To do: Repeat every entry exactly. Leave nothing out.
::: Material shown
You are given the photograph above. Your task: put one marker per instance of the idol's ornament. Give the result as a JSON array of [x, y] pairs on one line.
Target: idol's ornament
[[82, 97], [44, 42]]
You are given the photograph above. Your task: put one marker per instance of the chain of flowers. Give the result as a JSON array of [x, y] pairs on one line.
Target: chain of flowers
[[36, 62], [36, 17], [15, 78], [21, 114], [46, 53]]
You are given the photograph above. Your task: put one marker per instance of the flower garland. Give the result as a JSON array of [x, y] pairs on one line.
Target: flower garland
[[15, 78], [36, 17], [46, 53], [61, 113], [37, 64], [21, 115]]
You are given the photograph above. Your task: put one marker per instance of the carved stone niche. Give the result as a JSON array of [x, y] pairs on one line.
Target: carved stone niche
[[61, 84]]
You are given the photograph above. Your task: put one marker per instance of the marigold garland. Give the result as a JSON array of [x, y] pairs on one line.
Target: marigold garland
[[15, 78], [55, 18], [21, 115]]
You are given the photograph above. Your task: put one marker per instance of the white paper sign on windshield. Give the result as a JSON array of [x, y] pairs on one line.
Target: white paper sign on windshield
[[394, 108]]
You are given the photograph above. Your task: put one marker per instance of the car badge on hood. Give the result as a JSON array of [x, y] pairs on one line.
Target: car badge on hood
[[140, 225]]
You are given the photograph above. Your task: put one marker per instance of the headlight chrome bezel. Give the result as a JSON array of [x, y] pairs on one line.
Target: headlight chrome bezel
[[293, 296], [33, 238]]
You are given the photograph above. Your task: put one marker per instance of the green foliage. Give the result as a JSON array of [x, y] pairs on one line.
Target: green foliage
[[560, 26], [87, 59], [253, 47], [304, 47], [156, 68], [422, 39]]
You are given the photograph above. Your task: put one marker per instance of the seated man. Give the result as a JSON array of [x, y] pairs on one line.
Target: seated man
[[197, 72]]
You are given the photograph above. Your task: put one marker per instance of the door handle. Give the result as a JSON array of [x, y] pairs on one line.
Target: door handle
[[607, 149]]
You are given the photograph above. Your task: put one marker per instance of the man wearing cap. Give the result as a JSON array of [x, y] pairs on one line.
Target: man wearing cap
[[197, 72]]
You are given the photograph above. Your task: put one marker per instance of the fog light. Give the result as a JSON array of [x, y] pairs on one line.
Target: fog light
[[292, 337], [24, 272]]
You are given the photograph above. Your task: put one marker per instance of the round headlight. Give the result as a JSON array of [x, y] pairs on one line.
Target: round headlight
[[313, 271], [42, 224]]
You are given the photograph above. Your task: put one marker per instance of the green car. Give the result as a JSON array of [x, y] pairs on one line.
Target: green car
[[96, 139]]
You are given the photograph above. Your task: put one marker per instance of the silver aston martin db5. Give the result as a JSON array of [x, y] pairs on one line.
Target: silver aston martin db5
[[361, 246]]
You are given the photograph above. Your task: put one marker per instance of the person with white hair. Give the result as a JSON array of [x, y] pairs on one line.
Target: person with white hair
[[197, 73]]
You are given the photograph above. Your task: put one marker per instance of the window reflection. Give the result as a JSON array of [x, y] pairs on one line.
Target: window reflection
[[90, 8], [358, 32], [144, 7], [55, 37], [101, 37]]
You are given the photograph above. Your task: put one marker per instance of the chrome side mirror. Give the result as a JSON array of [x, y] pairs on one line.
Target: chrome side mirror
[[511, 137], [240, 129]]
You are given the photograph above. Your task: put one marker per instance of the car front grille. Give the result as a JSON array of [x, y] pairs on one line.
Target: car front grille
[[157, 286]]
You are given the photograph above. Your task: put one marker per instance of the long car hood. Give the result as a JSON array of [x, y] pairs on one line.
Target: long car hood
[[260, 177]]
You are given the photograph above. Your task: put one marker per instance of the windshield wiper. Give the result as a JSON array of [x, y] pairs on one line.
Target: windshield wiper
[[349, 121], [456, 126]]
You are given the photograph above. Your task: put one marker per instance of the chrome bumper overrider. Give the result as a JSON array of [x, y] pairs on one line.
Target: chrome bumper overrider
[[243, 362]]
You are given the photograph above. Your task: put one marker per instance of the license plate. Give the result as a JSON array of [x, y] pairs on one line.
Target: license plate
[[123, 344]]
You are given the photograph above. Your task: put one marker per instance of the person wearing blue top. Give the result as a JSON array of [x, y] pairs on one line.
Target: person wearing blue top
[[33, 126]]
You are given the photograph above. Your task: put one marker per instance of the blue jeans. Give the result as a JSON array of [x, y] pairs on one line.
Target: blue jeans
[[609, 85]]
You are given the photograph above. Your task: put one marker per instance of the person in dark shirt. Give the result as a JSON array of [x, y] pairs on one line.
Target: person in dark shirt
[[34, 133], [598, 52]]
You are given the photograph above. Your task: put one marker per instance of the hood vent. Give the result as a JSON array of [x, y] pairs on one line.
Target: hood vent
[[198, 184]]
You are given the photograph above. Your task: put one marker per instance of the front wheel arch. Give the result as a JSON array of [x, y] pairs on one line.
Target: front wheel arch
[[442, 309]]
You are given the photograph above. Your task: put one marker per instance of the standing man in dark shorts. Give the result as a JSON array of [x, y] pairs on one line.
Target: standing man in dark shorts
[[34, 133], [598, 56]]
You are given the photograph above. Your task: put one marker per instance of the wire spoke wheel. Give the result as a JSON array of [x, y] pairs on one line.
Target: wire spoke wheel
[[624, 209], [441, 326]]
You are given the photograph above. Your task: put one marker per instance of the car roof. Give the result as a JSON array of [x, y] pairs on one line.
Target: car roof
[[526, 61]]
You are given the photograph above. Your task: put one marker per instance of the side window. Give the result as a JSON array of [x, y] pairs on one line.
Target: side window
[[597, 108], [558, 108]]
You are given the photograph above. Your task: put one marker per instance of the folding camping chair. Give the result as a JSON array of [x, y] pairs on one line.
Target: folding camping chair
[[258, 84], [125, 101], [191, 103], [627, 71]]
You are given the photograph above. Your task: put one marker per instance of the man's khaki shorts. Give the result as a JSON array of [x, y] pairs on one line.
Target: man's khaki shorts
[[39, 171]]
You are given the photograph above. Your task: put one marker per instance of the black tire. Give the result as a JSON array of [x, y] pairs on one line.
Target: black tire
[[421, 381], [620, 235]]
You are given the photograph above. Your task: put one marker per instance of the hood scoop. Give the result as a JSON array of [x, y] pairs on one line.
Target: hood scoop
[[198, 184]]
::::::
Written reply:
You are given the photograph above. Your task: put one marker per instance of the idol's ornament. Give the result as a JSON array of [x, y] pairs on one line.
Target: idol's ornament
[[82, 97], [44, 42]]
You are given the photograph above. Your task: put one marker per instance of the chain of flowers. Give the result as a JSON array of [x, y] pairs on one line.
Target: chain of flowers
[[36, 62], [36, 17], [15, 78], [21, 114], [46, 53]]
You are given the photograph above. Your task: put one marker per instance of the flower garland. Give the result as a JSON array of [x, y] pairs on one line.
Target: flower garland
[[15, 78], [36, 17], [46, 53], [61, 113], [37, 64], [21, 115]]
You are given the photograph above. Your task: put one marker per instance of the carved stone niche. Give the result as a JSON array of [x, y] pairs on one line.
Target: carved stone niche
[[61, 84]]
You are given the photograph above. Your task: put one marker per instance of the marigold garland. Give the result as a JSON array of [x, y] pairs on one line.
Target: marigold garland
[[15, 78], [55, 18], [21, 115]]
You are given the photograph above. Your task: put one marker per instance of the white paper sign on windshield. Give the result as a JSON array of [x, y] pairs on one line.
Target: white paper sign on windshield
[[394, 108]]
You are given the photograph above. Your task: put one marker per instance of the car badge on hood. Give the result as a JSON array of [x, y] pairs on one line.
Target: car badge on hood
[[140, 225]]
You are given the photograph above. Your task: put one marker per instance of the headlight chrome bezel. Give the result as a JSON array of [x, y] pairs on one line.
Target: headlight chrome bezel
[[293, 296], [33, 238]]
You are given the photograph above. Your task: put one marker per instance of the green foliage. Give the result as a JSON array of [x, y] pairs on one line.
Target: green foliage
[[560, 26], [87, 59], [253, 47], [304, 47], [156, 68], [422, 39]]
You are given the photograph above. Your task: put one marker per instance of the seated man. Give the result as a JSON array of [x, y] pairs on one line.
Target: seated man
[[197, 72]]
You are given the photograph above. Your task: put one marker per instance of the door handle. Give the result as a JSON array of [x, y] pairs on one line.
Target: door handle
[[607, 149]]
You are given the photograph above. Your task: put one marker per instance of the man wearing cap. Give the result as a JSON array of [x, y] pairs on one line.
Target: man wearing cap
[[197, 72]]
You are given the photograph above. Your task: put one marker per instance of the fog light. Give the result as a JSON array of [x, y] pairs on one line.
Target: fog light
[[292, 337], [24, 272]]
You are given the photograph above. Your task: put one marker per instance of the round headlight. Give the result as a JSON array of [x, y] pairs on one line.
Target: round headlight
[[313, 271], [42, 224]]
You are given the photograph above. Your task: put one marker per instance of the green car. Give the result as a JSON array of [x, y] pairs on one line.
Target: green car
[[96, 139]]
You are given the photograph above. Your task: put one marker per instance of the silver aston martin db5. Give the result as a JSON array of [x, y] pairs on one line.
Target: silver aston martin db5
[[361, 246]]
You are given the photograph above. Your task: put one marker per instance of the person with white hair. Give the result as a JSON array of [x, y] pairs on one line.
Target: person with white hair
[[197, 73]]
You are given the photograph above. Your task: put one marker per instance of the window reflection. Give the result as a JSON array of [x, y] pairs on one line.
Target: window reflection
[[90, 8], [358, 32], [144, 7], [55, 37], [101, 37]]
You are given the photograph above. Your task: put one marker per instance of the chrome side mirror. Give the result as a JSON array of [x, y] pairs on one line.
Target: chrome side mirror
[[511, 137], [240, 129]]
You are given the photograph above. Your task: put one marker per instance of the car front grille. Give the result as a JSON array of [x, y] pairs on one line.
Target: car front grille
[[157, 286]]
You are given the photograph above. Your task: put one marker per instance of the long car hood. Give the result as a JSON array of [x, y] pairs on one line.
Target: long car hood
[[260, 177]]
You are given the photograph above. Your task: put one marker per instance of the windshield wiper. Give the result as a JSON array of [x, y] pairs on one line.
Target: windshield wiper
[[349, 121], [456, 126]]
You are given the photograph above. Your task: put one marker per instance of the chrome bumper overrider. Give the result as a JSON array of [x, y] pairs on one line.
Target: chrome bumper overrider
[[243, 362]]
You are given the photograph above. Your task: put one marker per instance of the license plate. Give the result as a JSON array of [x, y] pairs on one line.
Target: license plate
[[123, 344]]
You are given the photograph above. Your task: put one marker per instance of the person wearing blue top. Give the result as a JSON array of [x, y] pairs on one line.
Target: person wearing blue top
[[33, 126]]
You are given the photograph above. Your task: put one marker per instance of the blue jeans. Give the result as a JSON array of [x, y] pairs on one line.
Target: blue jeans
[[609, 85]]
You are given the photograph above. Your task: put one marker per instance of the person in dark shirt. Give the result as a JSON array of [x, y] pairs on one line.
Target: person in dark shirt
[[34, 133], [598, 52]]
You are given the photograph above. Your task: put one marker per instance of the hood vent. Give the result as a JSON array of [x, y] pairs on one line.
Target: hood vent
[[198, 184]]
You are given the photograph above. Your task: put one marker per instance of the front wheel arch. Give the result as a JSON array of [x, y] pairs on one line.
Target: front wheel arch
[[442, 309]]
You are given the photograph above. Your task: put one marker per instance of the standing man in dark shorts. Give the result as a JSON array of [x, y] pairs on one line.
Target: standing man in dark shorts
[[34, 133], [598, 56]]
You are given the photograph above. Your task: put one marker per instance of the wire spoke wheel. Give the result as a JSON array of [x, y] pairs on one line.
Target: wire spoke wheel
[[624, 209], [441, 326]]
You are given the photograph above. Your task: put one marker per instance of the car roof. Give the result as a JSON array of [x, y] pairs on one line.
Target: car roof
[[526, 61]]
You are given the photograph above. Your task: put one marker per instance of the side window. Give the result as a JSON array of [x, y] pairs on one line.
Target: side window
[[597, 108], [558, 108]]
You are given the photograph above. Your task: put one marker per instance of the folding camping chair. Give the result as a JSON array of [x, y] pairs on one line.
Target: folding camping chair
[[258, 84], [125, 101], [191, 103], [627, 71]]
You are given the photograph above. Your task: put one marker per instance of the man's khaki shorts. Give the result as a JSON array of [x, y] pairs on one line.
Target: man's khaki shorts
[[39, 171]]
You are given the photograph above. Your task: put one marker per instance of the black tire. Give the result as a JSON array of [x, y] pairs on one line.
Target: black tire
[[421, 381], [620, 235]]
You are given the photograph above. Your task: put one marker per instance of the hood scoop. Give the result as a JSON array of [x, y] pairs on one line.
Target: hood scoop
[[198, 184]]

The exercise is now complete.